BEGIN Given data
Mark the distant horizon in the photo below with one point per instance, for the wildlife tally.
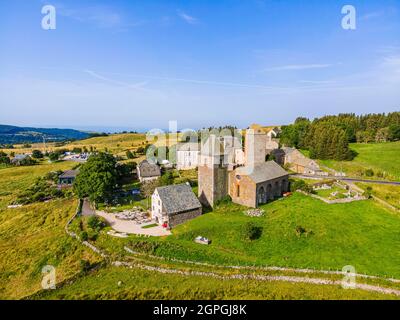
(137, 64)
(119, 129)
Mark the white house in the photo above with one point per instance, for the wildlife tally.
(147, 171)
(174, 204)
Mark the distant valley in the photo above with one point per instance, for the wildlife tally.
(13, 134)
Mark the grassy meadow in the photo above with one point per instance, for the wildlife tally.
(388, 193)
(382, 158)
(363, 234)
(33, 236)
(124, 283)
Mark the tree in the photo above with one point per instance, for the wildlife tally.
(167, 179)
(382, 135)
(54, 156)
(147, 188)
(37, 154)
(97, 178)
(130, 155)
(394, 132)
(4, 159)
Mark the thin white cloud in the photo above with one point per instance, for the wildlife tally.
(140, 86)
(187, 18)
(294, 67)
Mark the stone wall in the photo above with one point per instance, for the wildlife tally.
(182, 217)
(213, 184)
(247, 187)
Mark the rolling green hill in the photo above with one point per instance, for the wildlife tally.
(15, 135)
(382, 158)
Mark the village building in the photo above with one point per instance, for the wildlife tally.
(174, 204)
(272, 139)
(67, 179)
(147, 171)
(19, 159)
(299, 163)
(187, 155)
(254, 183)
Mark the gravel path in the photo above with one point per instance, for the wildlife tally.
(293, 279)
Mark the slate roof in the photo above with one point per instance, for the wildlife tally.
(178, 198)
(69, 174)
(262, 172)
(187, 146)
(148, 169)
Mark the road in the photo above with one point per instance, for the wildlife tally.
(87, 209)
(393, 183)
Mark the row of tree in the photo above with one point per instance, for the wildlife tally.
(329, 137)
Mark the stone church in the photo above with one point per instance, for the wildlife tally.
(254, 183)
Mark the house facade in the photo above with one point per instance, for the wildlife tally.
(254, 183)
(187, 156)
(67, 179)
(174, 204)
(147, 171)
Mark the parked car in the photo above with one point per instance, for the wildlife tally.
(202, 240)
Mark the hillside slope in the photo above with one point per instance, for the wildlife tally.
(13, 134)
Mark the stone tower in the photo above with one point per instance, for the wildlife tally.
(255, 147)
(212, 172)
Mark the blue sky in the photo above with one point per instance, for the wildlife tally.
(138, 64)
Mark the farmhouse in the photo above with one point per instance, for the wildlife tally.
(255, 186)
(67, 178)
(272, 140)
(252, 184)
(174, 204)
(187, 155)
(147, 171)
(19, 158)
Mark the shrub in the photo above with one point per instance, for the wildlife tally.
(301, 185)
(84, 236)
(369, 173)
(225, 200)
(251, 231)
(95, 223)
(302, 231)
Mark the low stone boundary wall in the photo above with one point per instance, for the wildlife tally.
(344, 200)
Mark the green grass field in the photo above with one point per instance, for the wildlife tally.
(362, 234)
(388, 193)
(382, 158)
(33, 236)
(123, 283)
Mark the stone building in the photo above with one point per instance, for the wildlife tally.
(187, 155)
(67, 178)
(174, 204)
(212, 172)
(254, 186)
(272, 140)
(251, 184)
(147, 171)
END Given data
The exercise:
Quote the data exactly, leaving every image out of the copy.

Result of this exercise:
Mark the distant horizon in the photo below with one point per instance, for the wildlife tally.
(137, 64)
(119, 129)
Mark the white house in the photo above with one point per instance, for the wildlife tally.
(147, 171)
(174, 204)
Mark the distant valley in the photo above with one point per instance, for the wildlife tally.
(13, 134)
Mark the grassy meadow in the photo above with one point per instance, for the wildlife tally.
(388, 193)
(382, 158)
(363, 234)
(33, 236)
(124, 283)
Mark the tree in the photo above with one point per instance, for the wildlife tally.
(167, 179)
(382, 135)
(54, 156)
(147, 188)
(37, 154)
(97, 178)
(130, 155)
(394, 132)
(4, 159)
Mark the thin white cloud in the photo above with one point per instance, for the wildlife tally.
(140, 86)
(187, 18)
(294, 67)
Mark the stone wall in the photo above with one point per instance, for the wildlife tally.
(182, 217)
(213, 184)
(247, 187)
Mark the rolling green hill in the photo above with one point per instance, for the wildlife tally.
(15, 135)
(382, 158)
Mark the village building in the photo above with one point per instance, for the wildlife tally.
(174, 204)
(272, 139)
(67, 179)
(147, 171)
(19, 159)
(299, 163)
(187, 155)
(254, 183)
Mark the gravel path in the photo above with one point per instance, for the wildlife tally.
(293, 279)
Mark the slate roof in the photo above with one point per instance, for the wildlife tally.
(178, 198)
(69, 174)
(262, 172)
(187, 146)
(148, 169)
Mark the road in the photo above with one point per instance, for the wildlife tally.
(87, 209)
(393, 183)
Mark the row of tree in the photo above with one point per instance, for the wildlife tally.
(329, 137)
Mark the stone church in the photo above with one point per instance, for the wildlife tally.
(254, 183)
Mark the house facade in the photo above with one point per instance, for the wildlife tally.
(254, 183)
(187, 156)
(67, 179)
(174, 204)
(147, 171)
Mark the parked car in the photo above with one point per instance, for the wildlife tally.
(202, 240)
Mark the hillside slope in the photo above with one point per instance, for the wildlife tally.
(13, 134)
Mark the stone tower in the photo above with one point per instance, for the wildlife tally.
(255, 147)
(212, 172)
Mark the blue sky in the photo above with one point per instance, for the wildlife tally.
(138, 64)
Mark the farmhouse in the photo above with one point per instance, for the wildlife tally.
(255, 186)
(67, 178)
(272, 140)
(252, 184)
(174, 204)
(187, 155)
(147, 171)
(19, 158)
Mark the shrub in the photo above with one point per instance, for the wildlife tally.
(301, 185)
(84, 236)
(369, 173)
(225, 200)
(251, 231)
(95, 223)
(302, 231)
Mark the low stone boundary wall in the photo above with one point per instance, for the wildlife tally.
(344, 200)
Mark the green grass field in the photo above with one point per instance, for the wildlife tally.
(362, 234)
(388, 193)
(382, 158)
(33, 236)
(123, 283)
Mark the stone building in the photo above with one point per instance, for the wildlife tally.
(187, 155)
(67, 178)
(174, 204)
(212, 172)
(254, 186)
(272, 140)
(251, 184)
(147, 171)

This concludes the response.